___ Selection ___

How My College Degree Got Me a Job at Pizza Hut

July 6, 2007

For the past six years, Jake has deferred an impending deportation with a student visa. He has no desire to leave home and live in Taiwan, where he will be immediately forced to join the national army. Moreover, he speaks neither Taiwanese nor Mandarin. After graduating with high honors from the best public university in the U.S., he has enrolled at a local junior college in order to maintain his legal status. Recently, his goal has simply been to enter into a nursing program at a local state school. With America's nursing shortage, becoming a resident nurse will put Jake on the fast track towards citizenship. Nurses are in high demand, but there are very few available programs. Subsequently, schools such as Cal State Los Angeles accept students through a lottery system. That means qualified applicants such as Jake, may wait years before even starting school. His dreams of pursuing a PhD in Psychology are on the back-burner; not being forcefully deported from his homeland is number one on the priority list.

___

Aim 1: From the piece about Jake's student visa, title included, list every proper name of a country, university, or business that appears.
Aim 2:
Answer these questions using the piece about Jake's student visa.
(a) For how many years has Jake used a student visa to defer deportation?
(b) How do schools such as Cal State Los Angeles accept nursing students?
(c) Which degree does Jake dream of pursuing?

___ Data excerpts ___

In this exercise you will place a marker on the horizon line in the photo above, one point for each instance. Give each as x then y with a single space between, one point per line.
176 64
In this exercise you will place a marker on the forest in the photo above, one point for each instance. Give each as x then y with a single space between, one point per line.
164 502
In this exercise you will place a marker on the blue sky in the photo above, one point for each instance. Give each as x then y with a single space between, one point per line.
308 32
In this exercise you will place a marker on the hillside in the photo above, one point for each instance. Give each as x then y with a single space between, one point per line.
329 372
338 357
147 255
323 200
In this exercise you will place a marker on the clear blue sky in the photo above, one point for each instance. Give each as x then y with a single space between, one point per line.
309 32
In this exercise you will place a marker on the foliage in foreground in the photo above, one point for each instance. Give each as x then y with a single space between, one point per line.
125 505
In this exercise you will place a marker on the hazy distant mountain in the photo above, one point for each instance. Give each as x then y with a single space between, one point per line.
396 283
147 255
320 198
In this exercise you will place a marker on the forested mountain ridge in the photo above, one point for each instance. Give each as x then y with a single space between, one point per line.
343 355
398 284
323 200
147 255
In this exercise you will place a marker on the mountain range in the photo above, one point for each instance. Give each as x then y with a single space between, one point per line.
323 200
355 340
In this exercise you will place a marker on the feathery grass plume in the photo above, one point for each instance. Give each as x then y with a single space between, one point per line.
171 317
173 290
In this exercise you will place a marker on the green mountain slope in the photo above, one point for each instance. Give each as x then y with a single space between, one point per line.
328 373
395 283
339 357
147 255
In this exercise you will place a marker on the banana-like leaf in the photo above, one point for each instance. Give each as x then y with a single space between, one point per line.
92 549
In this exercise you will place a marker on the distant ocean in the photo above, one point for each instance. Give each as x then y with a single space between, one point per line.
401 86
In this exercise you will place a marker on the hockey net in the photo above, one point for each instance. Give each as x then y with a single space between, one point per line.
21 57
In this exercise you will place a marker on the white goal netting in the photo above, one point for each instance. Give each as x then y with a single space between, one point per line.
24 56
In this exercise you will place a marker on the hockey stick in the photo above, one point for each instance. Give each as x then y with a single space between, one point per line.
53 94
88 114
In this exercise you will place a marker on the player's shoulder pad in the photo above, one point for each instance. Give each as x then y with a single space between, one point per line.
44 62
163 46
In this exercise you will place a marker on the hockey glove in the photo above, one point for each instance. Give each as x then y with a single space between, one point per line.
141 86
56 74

___

Complete answer 1:
Pizza Hut
Taiwan
U.S.
America
Cal State Los Angeles

Complete answer 2:
(a) Six years.
(b) Through a lottery system.
(c) A PhD in Psychology.